Short exercise:
Exactly and only the lines from the one containing "Q: For every instance of the air" through the close of the entries below are to be set down.

Material supplied:
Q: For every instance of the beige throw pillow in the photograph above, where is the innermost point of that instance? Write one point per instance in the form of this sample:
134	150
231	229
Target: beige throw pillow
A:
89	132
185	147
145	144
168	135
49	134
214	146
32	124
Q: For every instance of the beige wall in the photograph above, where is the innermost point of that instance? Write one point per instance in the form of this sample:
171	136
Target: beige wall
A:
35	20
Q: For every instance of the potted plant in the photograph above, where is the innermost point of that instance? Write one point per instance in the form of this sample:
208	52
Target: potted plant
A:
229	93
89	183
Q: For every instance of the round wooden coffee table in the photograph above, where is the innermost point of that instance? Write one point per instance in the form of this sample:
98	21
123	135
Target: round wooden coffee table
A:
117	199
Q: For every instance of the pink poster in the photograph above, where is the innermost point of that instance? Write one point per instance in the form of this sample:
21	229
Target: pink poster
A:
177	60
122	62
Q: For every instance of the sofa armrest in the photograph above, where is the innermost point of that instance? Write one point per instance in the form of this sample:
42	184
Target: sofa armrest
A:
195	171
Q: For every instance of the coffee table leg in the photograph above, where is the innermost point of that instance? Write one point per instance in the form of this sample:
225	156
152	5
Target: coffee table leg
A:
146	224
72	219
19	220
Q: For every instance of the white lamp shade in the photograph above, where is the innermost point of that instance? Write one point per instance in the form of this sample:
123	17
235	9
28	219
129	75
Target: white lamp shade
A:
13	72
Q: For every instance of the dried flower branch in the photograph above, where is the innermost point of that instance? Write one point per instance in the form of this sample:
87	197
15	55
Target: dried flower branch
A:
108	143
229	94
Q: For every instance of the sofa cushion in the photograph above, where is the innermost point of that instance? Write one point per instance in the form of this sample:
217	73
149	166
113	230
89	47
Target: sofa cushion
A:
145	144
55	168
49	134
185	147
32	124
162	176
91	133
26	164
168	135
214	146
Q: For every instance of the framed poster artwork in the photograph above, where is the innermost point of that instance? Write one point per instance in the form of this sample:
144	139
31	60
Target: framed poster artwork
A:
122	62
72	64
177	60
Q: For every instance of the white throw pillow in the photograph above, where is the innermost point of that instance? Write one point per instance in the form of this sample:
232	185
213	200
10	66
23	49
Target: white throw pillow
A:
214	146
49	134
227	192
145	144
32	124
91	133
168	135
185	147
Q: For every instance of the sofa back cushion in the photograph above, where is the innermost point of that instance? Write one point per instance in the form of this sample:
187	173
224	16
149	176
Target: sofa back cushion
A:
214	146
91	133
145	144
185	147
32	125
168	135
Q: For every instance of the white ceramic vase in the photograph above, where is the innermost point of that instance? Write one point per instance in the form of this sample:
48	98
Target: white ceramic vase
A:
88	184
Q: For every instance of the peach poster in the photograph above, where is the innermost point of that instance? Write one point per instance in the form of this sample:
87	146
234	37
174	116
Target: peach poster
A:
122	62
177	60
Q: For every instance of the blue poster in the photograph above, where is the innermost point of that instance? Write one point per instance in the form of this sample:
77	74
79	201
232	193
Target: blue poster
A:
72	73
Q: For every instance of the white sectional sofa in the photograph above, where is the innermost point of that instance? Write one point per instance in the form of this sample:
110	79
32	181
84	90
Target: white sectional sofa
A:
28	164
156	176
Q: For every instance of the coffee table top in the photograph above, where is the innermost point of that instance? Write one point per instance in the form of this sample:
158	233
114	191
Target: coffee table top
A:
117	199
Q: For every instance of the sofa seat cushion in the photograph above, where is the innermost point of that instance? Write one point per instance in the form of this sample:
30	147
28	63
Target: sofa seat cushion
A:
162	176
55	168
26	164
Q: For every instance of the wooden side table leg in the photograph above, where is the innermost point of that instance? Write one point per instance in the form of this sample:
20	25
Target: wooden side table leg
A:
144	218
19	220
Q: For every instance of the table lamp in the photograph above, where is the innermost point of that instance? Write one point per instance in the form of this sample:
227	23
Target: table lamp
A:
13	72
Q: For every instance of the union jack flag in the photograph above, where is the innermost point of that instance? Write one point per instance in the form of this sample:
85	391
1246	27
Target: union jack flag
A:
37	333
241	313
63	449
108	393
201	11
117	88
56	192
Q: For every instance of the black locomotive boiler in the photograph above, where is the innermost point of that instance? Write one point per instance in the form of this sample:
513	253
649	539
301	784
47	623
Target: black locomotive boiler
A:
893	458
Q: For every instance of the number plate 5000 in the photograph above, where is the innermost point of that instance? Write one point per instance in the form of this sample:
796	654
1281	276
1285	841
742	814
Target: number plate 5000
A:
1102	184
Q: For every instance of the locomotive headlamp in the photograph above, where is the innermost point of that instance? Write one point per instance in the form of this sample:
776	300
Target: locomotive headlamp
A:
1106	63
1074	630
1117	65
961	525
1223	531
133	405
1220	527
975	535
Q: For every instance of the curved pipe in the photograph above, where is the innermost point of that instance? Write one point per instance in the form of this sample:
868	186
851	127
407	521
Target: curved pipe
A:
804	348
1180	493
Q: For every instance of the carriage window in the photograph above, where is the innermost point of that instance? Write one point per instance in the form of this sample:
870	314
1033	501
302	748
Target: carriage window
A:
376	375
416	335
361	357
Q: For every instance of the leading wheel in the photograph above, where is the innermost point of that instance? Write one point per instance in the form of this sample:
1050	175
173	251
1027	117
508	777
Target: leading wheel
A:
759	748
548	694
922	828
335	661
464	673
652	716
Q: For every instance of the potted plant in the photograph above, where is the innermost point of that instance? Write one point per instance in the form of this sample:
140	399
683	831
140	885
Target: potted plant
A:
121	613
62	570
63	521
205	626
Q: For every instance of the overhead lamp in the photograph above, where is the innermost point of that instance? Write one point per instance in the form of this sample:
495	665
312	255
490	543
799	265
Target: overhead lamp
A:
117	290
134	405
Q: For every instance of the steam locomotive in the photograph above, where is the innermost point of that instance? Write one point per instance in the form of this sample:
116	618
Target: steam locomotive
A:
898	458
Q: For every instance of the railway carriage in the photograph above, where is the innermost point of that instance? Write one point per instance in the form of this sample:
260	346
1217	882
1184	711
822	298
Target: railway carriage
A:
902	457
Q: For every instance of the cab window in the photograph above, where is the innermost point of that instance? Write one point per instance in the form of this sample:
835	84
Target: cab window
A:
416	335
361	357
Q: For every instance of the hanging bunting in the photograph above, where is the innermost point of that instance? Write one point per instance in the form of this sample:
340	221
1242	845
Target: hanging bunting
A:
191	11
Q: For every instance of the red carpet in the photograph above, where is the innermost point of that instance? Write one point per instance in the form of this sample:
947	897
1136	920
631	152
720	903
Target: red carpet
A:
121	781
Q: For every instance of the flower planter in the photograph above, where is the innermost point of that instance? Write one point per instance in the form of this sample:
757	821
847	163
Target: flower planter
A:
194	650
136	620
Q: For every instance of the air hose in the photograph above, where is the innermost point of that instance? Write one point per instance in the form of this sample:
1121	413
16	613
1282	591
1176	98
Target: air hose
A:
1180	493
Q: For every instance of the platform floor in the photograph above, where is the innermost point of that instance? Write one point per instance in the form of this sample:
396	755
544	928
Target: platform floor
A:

Response:
Q: For every instance of the air hose in the photograph above, where is the innermost point of that instance? Write one point per instance in the form of this sample:
1121	413
16	613
1282	591
1176	98
Target: air hose
A:
1180	493
Q: For every instance of the platform floor in the photograph above, where is the innermost point of that instance? Write one point per instance in the form of this sample:
396	755
544	928
Target: platform floor
A:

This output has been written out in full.